**Поставленная задача 1**
Напечатайте целиком и без единого изменения фрагмент документа о том, как ложь губит правительства.
#### Фрагмент документа ####
Известный вам английский историк Карлейль говорил, что правительства чаще всего погибают от лжи. Я знаю, теперь такие категории, как истина или ложь, правда или неправда, менее всего в ходу и кажутся «отвлеченностями». На исторические процессы влияет только «игра эгоизмов». Карлейль был убежден и доказывал, что вопросы правды или лжи отражаются в конце концов на самых реальных результатах этой «игры эгоизмов», и я думаю, что он прав. Вашей диктатуре предшествовала диктатура дворянства. Она покоилась на огромной лжи, долго тяготевшей над Россией. Отчего у нас после крестьянской реформы богатство страны не растет, а идет на убыль и страна впадает во всё растущие голодовки? Дворянская диктатура отвечала: от мужицкой лени и пьянства. Голодовки растут не оттого, что у нас воцарился мертвящий застой, что наша главная сила, земледелие, скована дурными земельными порядками, а исключительно от недостатка опеки над народом лентяев и пьяниц. Мне с товарищами в голодные годы приходилось много бороться в литературе и в собраниях с этой чудовищной ложью. Что у нас пьянства было много, это была правда, но правда только частичная. Основная же сущность крестьянства как класса состояла не в пьянстве, а в труде, и притом труде, плохо вознаграждаемом и не дававшем надежды на прочное улучшение положения. Вся политика последних десятилетий царизма была основана на этой лжи. Отсюда всевластие земского начальника и преобладание дворянства во всем гражданском строе и в земстве. Эта вопиющая ложь проникала всю нашу жизнь… Образованное общество пыталось с нею бороться, и в этой «оппозиции» участвовали даже лучшие элементы самого дворянства. Но народные массы верили только царям и помогали им подавлять всякое свободолюбивое движение. У самодержавного строя не было умных людей, которые поняли бы, как эта ложь, поддерживаемая слепой силой, самым реальным образом ведет строй к гибели. <…>

И строй рухнул.
#### Исходные данные ####
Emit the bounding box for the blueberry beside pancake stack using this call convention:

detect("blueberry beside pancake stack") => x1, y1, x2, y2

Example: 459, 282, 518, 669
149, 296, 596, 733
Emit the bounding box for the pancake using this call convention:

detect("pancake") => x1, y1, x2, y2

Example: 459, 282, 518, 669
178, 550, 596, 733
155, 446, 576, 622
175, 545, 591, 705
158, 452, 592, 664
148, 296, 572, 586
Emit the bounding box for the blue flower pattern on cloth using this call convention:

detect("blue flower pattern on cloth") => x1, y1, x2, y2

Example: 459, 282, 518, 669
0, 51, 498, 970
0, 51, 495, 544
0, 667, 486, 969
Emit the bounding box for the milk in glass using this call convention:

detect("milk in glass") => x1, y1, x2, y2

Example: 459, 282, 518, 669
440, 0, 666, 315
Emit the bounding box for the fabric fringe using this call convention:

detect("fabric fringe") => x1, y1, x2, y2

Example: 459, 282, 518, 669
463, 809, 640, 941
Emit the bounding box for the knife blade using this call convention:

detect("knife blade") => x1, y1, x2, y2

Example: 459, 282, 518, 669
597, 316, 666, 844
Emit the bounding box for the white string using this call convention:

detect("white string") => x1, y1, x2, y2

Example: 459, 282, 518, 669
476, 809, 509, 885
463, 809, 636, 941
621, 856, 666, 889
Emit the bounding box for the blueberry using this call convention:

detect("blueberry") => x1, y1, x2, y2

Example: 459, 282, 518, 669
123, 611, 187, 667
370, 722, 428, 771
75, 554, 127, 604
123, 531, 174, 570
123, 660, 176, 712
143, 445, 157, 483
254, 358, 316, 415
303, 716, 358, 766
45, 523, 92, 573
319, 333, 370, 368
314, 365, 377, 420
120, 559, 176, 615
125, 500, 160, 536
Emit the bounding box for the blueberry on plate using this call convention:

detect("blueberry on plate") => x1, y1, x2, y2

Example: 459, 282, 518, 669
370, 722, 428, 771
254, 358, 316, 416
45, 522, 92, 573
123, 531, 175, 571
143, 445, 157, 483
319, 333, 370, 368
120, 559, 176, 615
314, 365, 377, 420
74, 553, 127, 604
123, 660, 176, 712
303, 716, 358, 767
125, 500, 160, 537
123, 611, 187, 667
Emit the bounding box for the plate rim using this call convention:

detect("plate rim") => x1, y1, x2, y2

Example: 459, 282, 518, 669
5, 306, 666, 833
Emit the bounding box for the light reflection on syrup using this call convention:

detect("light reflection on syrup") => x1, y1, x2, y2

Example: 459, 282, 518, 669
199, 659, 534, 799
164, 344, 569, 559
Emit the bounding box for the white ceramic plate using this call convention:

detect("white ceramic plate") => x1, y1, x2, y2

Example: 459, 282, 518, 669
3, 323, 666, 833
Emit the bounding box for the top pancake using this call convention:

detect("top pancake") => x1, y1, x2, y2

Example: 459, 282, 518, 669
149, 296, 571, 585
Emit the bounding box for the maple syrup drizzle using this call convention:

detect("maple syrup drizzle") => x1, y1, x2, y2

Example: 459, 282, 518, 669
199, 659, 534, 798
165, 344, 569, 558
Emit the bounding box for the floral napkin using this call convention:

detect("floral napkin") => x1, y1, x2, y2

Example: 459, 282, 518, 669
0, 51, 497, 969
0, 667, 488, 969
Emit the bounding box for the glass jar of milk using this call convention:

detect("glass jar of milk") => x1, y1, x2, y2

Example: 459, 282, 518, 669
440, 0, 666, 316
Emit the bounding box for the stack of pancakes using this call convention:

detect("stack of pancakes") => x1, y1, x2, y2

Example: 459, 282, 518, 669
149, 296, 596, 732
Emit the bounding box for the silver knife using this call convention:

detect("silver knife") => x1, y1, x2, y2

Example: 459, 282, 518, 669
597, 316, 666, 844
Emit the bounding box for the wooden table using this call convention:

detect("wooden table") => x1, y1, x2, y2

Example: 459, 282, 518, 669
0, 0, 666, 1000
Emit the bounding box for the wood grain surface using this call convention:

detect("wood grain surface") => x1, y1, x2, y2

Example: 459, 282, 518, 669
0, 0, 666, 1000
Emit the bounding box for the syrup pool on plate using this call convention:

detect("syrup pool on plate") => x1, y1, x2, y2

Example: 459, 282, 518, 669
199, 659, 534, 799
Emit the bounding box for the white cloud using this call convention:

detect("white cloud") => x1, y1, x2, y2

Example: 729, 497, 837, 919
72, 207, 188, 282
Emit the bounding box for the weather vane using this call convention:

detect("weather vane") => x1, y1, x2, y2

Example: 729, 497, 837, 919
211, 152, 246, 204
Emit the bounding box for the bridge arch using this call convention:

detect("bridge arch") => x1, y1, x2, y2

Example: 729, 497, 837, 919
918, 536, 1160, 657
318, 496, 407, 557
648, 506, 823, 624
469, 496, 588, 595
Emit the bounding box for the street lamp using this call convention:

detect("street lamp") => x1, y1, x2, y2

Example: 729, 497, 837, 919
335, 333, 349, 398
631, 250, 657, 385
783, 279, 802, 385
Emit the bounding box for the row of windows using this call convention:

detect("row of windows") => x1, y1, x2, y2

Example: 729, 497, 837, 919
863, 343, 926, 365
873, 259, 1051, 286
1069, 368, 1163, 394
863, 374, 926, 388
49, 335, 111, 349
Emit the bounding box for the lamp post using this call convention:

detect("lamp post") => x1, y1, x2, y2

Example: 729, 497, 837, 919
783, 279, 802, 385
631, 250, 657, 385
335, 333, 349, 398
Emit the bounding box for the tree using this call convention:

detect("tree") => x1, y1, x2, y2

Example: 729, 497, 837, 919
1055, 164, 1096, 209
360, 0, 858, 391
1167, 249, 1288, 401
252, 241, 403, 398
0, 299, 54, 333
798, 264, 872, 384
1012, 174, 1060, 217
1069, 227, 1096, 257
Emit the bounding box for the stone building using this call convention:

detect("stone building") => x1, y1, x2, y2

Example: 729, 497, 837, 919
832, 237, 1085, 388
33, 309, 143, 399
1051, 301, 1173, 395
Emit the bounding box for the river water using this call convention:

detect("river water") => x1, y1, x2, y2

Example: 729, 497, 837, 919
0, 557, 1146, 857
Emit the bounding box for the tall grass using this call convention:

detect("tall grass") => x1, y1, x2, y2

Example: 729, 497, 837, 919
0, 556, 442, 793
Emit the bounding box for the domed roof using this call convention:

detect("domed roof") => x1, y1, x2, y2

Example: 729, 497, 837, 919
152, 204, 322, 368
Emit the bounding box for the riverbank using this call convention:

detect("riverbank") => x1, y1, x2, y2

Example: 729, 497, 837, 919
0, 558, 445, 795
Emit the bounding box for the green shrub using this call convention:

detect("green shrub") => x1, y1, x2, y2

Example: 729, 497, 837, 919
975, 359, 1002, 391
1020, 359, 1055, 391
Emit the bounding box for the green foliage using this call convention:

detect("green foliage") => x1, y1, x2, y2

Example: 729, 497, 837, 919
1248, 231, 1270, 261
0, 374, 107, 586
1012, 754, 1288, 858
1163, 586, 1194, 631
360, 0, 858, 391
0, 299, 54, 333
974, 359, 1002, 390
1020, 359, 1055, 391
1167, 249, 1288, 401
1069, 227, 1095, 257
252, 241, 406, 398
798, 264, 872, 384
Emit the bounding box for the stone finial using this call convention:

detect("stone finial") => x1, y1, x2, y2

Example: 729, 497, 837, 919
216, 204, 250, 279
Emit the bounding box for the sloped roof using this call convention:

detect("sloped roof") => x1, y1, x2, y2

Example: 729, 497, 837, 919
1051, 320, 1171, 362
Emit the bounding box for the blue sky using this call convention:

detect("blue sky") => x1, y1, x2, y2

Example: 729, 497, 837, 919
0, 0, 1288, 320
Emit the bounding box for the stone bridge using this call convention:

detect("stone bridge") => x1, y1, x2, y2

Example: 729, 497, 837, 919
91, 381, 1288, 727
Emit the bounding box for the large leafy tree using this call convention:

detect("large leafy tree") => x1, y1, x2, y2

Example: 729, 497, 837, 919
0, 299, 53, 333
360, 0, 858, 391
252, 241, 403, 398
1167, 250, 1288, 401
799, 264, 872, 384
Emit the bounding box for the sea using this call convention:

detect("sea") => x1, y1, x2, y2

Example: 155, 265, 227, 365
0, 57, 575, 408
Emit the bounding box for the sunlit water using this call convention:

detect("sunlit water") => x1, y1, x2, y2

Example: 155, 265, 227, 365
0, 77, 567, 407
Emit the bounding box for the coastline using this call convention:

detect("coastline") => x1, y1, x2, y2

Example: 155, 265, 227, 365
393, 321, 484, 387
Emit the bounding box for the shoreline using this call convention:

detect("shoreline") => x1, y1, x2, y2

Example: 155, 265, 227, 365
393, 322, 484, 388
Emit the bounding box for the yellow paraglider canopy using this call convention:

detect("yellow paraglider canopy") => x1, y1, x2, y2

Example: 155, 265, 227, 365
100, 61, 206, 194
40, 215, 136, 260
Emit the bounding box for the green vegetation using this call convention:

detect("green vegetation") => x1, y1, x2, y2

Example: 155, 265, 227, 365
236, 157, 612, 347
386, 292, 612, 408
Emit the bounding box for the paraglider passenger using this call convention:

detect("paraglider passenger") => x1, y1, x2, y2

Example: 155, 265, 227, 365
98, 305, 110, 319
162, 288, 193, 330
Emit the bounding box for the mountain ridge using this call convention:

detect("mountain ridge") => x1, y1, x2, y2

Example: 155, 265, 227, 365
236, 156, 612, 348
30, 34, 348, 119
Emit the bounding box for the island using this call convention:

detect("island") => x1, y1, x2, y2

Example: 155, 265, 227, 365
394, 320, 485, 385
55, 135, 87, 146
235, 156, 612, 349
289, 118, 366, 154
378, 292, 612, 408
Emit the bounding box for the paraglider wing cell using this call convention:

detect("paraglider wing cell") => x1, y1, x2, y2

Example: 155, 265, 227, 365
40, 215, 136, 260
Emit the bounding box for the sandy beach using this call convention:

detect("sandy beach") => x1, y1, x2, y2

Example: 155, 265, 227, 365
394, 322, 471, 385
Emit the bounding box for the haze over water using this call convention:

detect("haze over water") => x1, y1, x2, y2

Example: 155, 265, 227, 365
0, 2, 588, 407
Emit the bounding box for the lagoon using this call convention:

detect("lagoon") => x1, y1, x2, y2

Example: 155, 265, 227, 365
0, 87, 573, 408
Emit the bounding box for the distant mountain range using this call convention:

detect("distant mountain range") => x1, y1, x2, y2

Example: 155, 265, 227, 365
####
**Поставленная задача 2**
Преобразуйте в JSON-список строк только часть листинга: всё от строки, где есть «Emit the bounding box for the blueberry using», вниз до строки, где есть «125, 500, 160, 536», включая обе. Каждая строка должна стать отдельной строкой списка, а пустые строки нужно пропустить.

**Решение 1**
Известный вам английский историк Карлейль говорил, что правительства чаще всего погибают от лжи. Я знаю, теперь такие категории, как истина или ложь, правда или неправда, менее всего в ходу и кажутся «отвлеченностями». На исторические процессы влияет только «игра эгоизмов». Карлейль был убежден и доказывал, что вопросы правды или лжи отражаются в конце концов на самых реальных результатах этой «игры эгоизмов», и я думаю, что он прав. Вашей диктатуре предшествовала диктатура дворянства. Она покоилась на огромной лжи, долго тяготевшей над Россией. Отчего у нас после крестьянской реформы богатство страны не растет, а идет на убыль и страна впадает во всё растущие голодовки? Дворянская диктатура отвечала: от мужицкой лени и пьянства. Голодовки растут не оттого, что у нас воцарился мертвящий застой, что наша главная сила, земледелие, скована дурными земельными порядками, а исключительно от недостатка опеки над народом лентяев и пьяниц. Мне с товарищами в голодные годы приходилось много бороться в литературе и в собраниях с этой чудовищной ложью. Что у нас пьянства было много, это была правда, но правда только частичная. Основная же сущность крестьянства как класса состояла не в пьянстве, а в труде, и притом труде, плохо вознаграждаемом и не дававшем надежды на прочное улучшение положения. Вся политика последних десятилетий царизма была основана на этой лжи. Отсюда всевластие земского начальника и преобладание дворянства во всем гражданском строе и в земстве. Эта вопиющая ложь проникала всю нашу жизнь… Образованное общество пыталось с нею бороться, и в этой «оппозиции» участвовали даже лучшие элементы самого дворянства. Но народные массы верили только царям и помогали им подавлять всякое свободолюбивое движение. У самодержавного строя не было умных людей, которые поняли бы, как эта ложь, поддерживаемая слепой силой, самым реальным образом ведет строй к гибели. <…>

И строй рухнул.

**Решение 2**
[
  "Emit the bounding box for the blueberry using this call convention:",
  "detect(\"blueberry\") => x1, y1, x2, y2",
  "Example: 459, 282, 518, 669",
  "123, 611, 187, 667",
  "370, 722, 428, 771",
  "75, 554, 127, 604",
  "123, 531, 174, 570",
  "123, 660, 176, 712",
  "143, 445, 157, 483",
  "254, 358, 316, 415",
  "303, 716, 358, 766",
  "45, 523, 92, 573",
  "319, 333, 370, 368",
  "314, 365, 377, 420",
  "120, 559, 176, 615",
  "125, 500, 160, 536"
]